Location labeling records
** START **
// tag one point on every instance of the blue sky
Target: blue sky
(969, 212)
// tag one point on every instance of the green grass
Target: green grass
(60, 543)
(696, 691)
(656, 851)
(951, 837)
** END **
◆ **AIM**
Reproduce every line of the records above without any alteration.

◆ **FINAL RESULT**
// tag one point on every instance of the blue sky
Target: blue sky
(969, 212)
// tag one point on every instance of the green grass
Target: green grass
(60, 543)
(696, 691)
(656, 851)
(951, 837)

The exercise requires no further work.